● **Instruction**: Gather every line of the data below that contains the word "window", and write out each of those lines in full.

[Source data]
^^^^^^^^^^^^^^^^
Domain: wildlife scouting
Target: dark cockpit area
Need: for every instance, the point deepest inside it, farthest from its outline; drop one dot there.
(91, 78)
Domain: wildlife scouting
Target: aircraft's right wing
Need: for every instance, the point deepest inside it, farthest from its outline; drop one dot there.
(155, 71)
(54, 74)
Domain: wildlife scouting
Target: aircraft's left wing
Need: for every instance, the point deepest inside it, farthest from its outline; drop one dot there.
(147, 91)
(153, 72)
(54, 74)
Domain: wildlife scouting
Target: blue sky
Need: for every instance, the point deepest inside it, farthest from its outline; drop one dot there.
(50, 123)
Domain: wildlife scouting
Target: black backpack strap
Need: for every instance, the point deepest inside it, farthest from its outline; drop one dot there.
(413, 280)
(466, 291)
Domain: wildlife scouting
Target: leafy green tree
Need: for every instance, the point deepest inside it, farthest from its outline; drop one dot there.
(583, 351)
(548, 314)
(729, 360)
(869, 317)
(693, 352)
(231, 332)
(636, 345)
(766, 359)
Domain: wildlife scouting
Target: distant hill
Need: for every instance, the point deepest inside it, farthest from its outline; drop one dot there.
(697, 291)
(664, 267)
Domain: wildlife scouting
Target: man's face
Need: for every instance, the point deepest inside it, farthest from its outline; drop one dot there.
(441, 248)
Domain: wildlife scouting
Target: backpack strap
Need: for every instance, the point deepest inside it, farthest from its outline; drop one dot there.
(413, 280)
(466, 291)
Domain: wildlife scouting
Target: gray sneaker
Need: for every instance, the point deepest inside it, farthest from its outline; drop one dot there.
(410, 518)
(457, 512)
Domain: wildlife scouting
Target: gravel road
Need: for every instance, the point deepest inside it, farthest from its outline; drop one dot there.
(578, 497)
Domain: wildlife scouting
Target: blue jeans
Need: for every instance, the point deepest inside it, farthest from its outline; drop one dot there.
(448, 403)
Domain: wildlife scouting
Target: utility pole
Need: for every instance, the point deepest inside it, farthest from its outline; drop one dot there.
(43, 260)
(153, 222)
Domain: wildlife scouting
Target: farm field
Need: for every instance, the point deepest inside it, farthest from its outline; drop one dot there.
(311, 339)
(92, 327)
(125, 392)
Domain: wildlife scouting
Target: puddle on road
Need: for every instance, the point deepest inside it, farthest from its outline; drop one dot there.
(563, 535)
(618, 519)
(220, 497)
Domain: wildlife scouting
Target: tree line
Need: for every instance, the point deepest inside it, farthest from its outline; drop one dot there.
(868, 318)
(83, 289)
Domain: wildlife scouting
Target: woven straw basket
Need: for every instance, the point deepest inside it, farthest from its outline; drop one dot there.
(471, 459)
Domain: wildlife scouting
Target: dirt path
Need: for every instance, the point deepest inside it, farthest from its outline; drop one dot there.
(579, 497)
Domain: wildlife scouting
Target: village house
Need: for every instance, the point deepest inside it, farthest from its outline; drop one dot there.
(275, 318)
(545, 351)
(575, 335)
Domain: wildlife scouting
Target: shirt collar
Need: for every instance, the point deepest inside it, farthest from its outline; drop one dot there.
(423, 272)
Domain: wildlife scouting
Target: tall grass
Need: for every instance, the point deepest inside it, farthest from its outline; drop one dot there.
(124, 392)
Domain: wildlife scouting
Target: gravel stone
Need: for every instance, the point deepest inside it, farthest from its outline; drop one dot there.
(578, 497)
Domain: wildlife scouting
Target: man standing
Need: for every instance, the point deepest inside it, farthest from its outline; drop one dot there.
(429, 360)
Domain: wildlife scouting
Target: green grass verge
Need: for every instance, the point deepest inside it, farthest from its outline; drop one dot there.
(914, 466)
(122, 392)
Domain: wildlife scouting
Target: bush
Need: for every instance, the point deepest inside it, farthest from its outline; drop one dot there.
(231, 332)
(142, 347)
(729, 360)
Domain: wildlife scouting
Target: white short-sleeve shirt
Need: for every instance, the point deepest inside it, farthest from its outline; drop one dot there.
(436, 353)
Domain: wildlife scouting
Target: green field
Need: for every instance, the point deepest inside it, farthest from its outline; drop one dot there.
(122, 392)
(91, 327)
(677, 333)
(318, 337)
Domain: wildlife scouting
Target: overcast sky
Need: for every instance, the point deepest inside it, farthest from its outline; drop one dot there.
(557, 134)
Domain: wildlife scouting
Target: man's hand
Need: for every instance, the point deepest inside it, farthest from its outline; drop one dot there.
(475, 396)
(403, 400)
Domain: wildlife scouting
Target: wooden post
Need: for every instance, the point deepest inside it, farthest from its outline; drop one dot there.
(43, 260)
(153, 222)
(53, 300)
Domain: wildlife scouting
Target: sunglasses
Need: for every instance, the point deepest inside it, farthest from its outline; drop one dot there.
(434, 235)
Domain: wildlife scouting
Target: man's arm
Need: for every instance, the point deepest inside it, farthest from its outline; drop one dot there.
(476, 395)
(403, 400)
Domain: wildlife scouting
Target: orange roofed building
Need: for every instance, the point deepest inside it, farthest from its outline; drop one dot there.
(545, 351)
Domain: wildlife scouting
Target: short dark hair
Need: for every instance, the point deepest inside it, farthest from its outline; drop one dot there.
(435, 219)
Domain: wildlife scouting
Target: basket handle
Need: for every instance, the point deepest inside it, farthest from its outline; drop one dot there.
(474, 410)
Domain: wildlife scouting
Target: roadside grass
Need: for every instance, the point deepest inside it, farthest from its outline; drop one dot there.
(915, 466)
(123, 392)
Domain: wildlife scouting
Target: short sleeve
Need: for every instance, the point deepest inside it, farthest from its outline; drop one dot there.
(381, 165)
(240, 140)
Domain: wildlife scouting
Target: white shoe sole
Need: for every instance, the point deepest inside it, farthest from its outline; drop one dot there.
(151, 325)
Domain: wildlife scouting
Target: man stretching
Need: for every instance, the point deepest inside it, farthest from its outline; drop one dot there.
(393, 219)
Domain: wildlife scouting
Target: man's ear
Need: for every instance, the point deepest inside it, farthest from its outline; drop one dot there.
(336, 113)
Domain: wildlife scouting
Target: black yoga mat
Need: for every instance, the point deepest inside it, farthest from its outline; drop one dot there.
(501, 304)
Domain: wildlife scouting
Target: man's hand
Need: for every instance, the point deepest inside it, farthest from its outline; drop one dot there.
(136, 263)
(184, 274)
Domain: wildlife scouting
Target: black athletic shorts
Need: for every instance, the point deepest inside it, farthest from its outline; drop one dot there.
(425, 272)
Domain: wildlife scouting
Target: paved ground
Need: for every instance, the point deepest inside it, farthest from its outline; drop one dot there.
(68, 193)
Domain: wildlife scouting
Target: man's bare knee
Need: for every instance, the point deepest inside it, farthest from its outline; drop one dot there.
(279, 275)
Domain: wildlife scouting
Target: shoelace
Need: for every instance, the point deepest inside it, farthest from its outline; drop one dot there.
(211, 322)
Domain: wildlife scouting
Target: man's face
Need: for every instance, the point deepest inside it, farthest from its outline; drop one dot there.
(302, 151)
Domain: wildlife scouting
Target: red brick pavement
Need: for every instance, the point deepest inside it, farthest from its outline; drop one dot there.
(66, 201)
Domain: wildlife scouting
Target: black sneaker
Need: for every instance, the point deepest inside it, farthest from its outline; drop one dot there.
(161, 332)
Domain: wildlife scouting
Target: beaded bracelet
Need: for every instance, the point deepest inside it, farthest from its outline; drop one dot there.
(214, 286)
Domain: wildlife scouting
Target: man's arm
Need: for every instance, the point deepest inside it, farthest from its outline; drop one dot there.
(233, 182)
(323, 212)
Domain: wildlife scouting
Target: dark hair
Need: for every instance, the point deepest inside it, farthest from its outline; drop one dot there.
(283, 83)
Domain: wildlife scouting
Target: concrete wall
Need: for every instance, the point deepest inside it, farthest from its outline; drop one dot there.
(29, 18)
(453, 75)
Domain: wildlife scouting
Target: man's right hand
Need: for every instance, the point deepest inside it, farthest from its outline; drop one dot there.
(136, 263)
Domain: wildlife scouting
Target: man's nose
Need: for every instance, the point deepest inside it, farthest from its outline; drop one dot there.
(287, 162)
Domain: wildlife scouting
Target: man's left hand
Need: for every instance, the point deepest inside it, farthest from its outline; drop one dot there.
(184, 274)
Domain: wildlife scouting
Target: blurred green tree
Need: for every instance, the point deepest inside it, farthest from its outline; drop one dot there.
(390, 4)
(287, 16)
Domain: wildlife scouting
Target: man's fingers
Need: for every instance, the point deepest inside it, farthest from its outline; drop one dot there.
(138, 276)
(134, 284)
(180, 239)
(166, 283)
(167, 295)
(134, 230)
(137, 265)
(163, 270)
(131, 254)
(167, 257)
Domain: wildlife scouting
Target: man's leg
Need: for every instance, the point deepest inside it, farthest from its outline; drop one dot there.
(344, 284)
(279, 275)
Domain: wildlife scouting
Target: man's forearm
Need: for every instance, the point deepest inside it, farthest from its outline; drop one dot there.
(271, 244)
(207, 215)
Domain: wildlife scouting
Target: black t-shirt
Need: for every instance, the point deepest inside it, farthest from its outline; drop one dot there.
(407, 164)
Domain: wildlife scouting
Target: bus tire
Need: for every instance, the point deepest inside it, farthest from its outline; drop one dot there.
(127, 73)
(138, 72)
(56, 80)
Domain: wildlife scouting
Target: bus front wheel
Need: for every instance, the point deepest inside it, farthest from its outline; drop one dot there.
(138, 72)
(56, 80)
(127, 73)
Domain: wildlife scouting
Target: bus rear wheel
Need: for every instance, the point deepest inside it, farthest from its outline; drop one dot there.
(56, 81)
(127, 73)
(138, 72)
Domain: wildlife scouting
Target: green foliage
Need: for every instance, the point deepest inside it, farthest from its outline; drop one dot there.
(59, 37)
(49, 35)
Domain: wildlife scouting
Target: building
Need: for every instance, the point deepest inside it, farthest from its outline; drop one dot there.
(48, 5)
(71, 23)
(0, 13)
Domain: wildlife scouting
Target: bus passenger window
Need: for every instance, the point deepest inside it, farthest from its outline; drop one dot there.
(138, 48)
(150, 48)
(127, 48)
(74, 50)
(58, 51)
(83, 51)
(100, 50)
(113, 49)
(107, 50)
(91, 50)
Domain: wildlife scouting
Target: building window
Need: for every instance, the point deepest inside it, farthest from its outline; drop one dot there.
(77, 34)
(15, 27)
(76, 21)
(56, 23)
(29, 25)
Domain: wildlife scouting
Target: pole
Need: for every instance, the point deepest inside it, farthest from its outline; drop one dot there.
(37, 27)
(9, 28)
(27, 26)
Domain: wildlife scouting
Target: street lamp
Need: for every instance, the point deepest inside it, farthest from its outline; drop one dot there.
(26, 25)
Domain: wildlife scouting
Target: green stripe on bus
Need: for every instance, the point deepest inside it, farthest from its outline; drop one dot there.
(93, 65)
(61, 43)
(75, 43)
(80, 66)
^^^^^^^^^^^^^^^^
● **Answer to the task**:
Target: bus passenger window
Target: building window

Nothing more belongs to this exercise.